Passage:
□ □ □

Found was the captain and setter of West's 2010 state-championship volleyball team. She was, as Deford describes her, 'the glue that knit the team together.'
But tragedy strikes American lives and American high schools daily. Deford quickly determined this story had something more, things that will resonate with viewers everywhere.
'A sad story, a real tragedy,' he said, 'but at the end there was an uplift to it.
'That's what separated it from just the usual tragic story. That, and the fact that she obviously was such a terrific kid.'
Deford learned about Found from West volleyball coach Kathy Bresnahan. She sent him a letter describing Found, the grief her school and community felt because of Found's death, and the resilience and passion her 2011 team displayed in repeating as state-champions without its best player.
'He was the only person I was going to contact,' Bresnahan said. 'He writes such humanistic stories. I've always been awed by his writing.
'I thought what our kids did, and how special Caroline was, was a story that should be told.'
Bresnahan told Deford how charismatic and big-hearted the girl was, how the team had a slow and difficult start of the season in her absence, and how it battled its way back to a repeat state-championship with a Hollywood-type of dramatic comeback against Iowa City High in the title match.

□ □ □

Collected material:
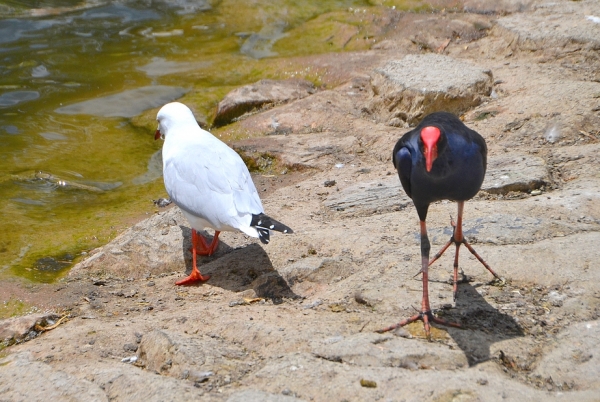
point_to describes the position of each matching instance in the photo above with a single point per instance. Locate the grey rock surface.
(515, 172)
(554, 27)
(406, 90)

□ □ □

Questions to answer:
[1] Answer these questions from the passage about Caroline Found:
(a) What two roles did Found have on West's 2010 state-championship volleyball team?
(b) Who sent Deford a letter describing Found?
(c) Which team did West face in the title match of its repeat state championship?
[2] Copy the part of the passage about Caroline Found that opens with the words "Found was the" and closes with "its best player.".

Answer set:
[1]
(a) She was the captain and setter.
(b) West volleyball coach Kathy Bresnahan.
(c) Iowa City High.

[2]
Found was the captain and setter of West's 2010 state-championship volleyball team. She was, as Deford describes her, 'the glue that knit the team together.'
But tragedy strikes American lives and American high schools daily. Deford quickly determined this story had something more, things that will resonate with viewers everywhere.
'A sad story, a real tragedy,' he said, 'but at the end there was an uplift to it.
'That's what separated it from just the usual tragic story. That, and the fact that she obviously was such a terrific kid.'
Deford learned about Found from West volleyball coach Kathy Bresnahan. She sent him a letter describing Found, the grief her school and community felt because of Found's death, and the resilience and passion her 2011 team displayed in repeating as state-champions without its best player.